◆ MATERIAL FOR THE TASK ◆
_ _ _ _
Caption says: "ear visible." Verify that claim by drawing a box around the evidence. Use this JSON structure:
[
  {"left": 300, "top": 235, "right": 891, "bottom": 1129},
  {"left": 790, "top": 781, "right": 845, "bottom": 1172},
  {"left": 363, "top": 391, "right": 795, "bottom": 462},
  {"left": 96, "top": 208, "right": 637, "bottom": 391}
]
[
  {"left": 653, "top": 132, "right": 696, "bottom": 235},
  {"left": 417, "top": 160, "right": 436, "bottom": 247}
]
_ _ _ _
◆ EXERCISE DESCRIPTION ◆
Your reply should be every line of the material, transcribed exactly.

◆ COMPLETED TASK ◆
Caption says: "ear visible." Verify that claim by drawing a box around the evidence. Use this JSON structure:
[
  {"left": 300, "top": 235, "right": 891, "bottom": 1129},
  {"left": 790, "top": 781, "right": 845, "bottom": 1172},
  {"left": 363, "top": 391, "right": 795, "bottom": 462},
  {"left": 96, "top": 208, "right": 637, "bottom": 391}
]
[
  {"left": 653, "top": 132, "right": 696, "bottom": 235},
  {"left": 417, "top": 160, "right": 436, "bottom": 247}
]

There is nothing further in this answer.